>>

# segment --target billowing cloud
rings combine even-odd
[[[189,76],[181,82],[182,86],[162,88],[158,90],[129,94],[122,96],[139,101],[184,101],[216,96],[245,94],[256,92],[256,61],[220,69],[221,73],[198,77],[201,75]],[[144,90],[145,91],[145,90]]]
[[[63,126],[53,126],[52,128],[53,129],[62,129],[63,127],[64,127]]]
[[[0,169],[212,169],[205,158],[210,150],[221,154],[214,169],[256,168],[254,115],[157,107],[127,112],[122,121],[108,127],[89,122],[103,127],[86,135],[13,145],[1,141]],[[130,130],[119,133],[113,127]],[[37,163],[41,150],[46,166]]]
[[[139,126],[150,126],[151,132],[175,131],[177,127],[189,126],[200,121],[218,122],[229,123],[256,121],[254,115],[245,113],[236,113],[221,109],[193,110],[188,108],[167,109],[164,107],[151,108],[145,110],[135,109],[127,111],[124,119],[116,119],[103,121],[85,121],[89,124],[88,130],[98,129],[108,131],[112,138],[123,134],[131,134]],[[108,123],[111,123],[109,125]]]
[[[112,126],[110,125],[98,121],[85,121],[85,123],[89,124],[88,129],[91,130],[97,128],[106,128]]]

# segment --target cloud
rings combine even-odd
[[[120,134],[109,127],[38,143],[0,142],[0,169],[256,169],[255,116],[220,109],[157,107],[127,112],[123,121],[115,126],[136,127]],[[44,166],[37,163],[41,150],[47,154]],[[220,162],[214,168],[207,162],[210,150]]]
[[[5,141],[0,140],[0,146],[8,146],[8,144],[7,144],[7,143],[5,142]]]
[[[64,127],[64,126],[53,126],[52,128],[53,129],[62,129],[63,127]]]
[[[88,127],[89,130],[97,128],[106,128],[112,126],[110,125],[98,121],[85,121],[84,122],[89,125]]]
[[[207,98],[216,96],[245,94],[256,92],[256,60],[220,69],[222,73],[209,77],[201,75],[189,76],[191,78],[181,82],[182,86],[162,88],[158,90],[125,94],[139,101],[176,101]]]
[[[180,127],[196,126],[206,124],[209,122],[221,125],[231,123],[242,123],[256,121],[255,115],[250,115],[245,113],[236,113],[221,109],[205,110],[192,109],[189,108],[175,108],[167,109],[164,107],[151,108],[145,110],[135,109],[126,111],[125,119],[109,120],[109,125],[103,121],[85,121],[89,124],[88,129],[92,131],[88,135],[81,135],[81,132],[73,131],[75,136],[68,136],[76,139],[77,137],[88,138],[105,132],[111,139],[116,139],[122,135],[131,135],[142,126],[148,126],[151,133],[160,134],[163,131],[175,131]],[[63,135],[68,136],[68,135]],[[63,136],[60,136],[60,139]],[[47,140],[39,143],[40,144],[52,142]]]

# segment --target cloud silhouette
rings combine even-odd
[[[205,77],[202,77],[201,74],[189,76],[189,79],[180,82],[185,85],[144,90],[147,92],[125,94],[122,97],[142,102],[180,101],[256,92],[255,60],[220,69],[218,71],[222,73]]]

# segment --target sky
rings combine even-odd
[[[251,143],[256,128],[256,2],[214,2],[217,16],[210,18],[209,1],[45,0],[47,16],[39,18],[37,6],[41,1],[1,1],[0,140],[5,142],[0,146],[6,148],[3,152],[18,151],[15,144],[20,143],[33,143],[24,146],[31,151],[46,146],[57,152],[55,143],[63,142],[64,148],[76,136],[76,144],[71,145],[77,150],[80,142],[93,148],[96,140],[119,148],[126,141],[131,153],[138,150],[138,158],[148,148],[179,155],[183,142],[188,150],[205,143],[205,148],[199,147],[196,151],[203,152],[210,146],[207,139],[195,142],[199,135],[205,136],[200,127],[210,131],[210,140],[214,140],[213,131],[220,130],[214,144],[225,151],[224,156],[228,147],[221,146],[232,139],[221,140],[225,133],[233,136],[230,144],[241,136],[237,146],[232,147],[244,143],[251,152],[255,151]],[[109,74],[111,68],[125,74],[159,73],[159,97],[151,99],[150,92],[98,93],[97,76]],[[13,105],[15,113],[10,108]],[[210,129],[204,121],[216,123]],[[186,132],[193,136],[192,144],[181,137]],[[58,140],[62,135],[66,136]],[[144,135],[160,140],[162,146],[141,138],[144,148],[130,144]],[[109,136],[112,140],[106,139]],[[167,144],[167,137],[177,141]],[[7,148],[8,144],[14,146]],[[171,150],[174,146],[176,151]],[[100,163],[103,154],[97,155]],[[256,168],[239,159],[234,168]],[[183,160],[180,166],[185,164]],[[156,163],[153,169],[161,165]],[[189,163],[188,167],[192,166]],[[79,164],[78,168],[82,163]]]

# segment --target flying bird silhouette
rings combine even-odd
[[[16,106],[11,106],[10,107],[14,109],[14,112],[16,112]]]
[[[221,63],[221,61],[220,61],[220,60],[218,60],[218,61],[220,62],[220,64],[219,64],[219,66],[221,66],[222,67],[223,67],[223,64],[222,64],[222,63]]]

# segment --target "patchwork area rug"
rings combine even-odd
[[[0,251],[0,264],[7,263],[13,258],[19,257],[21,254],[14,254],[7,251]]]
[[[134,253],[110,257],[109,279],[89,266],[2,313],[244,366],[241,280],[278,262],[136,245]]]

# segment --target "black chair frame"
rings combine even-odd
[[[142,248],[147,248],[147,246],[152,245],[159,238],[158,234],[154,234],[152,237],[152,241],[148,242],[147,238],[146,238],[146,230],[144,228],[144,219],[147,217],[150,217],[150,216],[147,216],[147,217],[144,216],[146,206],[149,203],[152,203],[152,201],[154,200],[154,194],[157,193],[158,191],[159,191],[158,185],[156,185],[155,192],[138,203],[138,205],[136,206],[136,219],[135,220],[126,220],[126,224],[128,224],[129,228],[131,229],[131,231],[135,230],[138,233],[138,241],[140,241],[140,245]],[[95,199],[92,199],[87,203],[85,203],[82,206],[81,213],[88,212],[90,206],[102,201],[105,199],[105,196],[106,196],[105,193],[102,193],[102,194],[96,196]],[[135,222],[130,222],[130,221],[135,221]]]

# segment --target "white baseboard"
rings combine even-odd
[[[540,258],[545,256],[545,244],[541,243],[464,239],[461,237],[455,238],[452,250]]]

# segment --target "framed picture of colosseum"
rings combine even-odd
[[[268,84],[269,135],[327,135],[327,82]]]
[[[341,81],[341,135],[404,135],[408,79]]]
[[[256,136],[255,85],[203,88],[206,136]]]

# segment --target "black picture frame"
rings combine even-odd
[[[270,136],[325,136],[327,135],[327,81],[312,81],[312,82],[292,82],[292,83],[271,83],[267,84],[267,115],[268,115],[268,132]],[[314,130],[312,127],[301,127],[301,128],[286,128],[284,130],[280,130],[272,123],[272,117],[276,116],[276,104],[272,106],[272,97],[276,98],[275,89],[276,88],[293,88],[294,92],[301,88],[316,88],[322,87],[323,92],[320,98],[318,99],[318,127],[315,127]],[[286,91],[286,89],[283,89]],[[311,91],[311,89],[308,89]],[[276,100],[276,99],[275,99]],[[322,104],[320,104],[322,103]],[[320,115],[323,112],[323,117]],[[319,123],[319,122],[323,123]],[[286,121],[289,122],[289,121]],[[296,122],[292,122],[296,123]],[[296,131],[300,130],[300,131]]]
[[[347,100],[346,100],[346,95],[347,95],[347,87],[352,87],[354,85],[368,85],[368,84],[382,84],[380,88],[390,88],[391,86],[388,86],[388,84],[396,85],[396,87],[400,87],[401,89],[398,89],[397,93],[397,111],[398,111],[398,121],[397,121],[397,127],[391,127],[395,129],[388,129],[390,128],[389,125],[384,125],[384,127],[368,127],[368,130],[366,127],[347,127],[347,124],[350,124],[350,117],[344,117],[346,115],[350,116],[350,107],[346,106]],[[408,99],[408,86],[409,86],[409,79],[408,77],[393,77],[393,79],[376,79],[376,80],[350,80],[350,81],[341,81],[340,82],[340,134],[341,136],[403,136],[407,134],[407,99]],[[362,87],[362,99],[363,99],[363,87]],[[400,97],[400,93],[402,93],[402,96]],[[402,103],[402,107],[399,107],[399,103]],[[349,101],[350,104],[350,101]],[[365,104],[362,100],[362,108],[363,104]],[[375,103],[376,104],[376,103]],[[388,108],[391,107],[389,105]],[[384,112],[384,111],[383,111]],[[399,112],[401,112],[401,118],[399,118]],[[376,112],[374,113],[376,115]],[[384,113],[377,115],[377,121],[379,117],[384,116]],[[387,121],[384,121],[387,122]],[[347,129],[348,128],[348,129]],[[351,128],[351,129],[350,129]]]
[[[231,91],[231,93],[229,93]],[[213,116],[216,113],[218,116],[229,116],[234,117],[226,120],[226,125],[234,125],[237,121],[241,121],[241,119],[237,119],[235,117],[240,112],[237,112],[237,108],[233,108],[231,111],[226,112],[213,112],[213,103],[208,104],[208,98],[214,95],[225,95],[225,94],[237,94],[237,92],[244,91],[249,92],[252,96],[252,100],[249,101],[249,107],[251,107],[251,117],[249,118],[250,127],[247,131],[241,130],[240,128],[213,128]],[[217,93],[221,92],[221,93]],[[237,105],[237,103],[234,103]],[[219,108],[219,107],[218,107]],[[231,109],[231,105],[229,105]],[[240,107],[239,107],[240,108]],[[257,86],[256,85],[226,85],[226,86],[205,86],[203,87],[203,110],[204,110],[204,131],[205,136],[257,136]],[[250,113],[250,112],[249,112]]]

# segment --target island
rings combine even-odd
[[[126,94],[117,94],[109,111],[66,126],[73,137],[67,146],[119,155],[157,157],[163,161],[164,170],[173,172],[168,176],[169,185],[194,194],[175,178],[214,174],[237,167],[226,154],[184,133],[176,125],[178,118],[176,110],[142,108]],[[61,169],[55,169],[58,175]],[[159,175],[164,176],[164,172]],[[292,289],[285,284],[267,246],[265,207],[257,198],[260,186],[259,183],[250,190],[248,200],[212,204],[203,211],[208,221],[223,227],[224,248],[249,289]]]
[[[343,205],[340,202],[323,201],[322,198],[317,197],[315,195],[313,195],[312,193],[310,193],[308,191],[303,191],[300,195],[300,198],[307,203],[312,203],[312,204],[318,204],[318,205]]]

<<

[YOUR GOAL]: Reproduce, word for word, every line starting at the line that contains "# segment --target island" and ending with the final line of the entries.

[SOLUTION TO THE PROBLEM]:
# segment --target island
rings combine even-odd
[[[126,94],[117,94],[109,111],[66,126],[73,137],[67,146],[119,155],[157,157],[163,161],[164,170],[173,172],[168,176],[169,185],[194,194],[175,178],[214,174],[237,167],[226,154],[184,133],[176,125],[178,118],[176,110],[142,108]],[[61,169],[55,169],[58,175]],[[159,175],[164,176],[164,172]],[[292,289],[285,284],[267,246],[265,207],[257,198],[260,186],[259,183],[250,190],[248,200],[212,204],[203,211],[208,221],[223,227],[224,248],[249,289]]]
[[[343,205],[340,202],[323,201],[322,198],[317,197],[315,195],[313,195],[312,193],[310,193],[308,191],[303,191],[300,195],[300,198],[307,203],[312,203],[312,204],[318,204],[318,205]]]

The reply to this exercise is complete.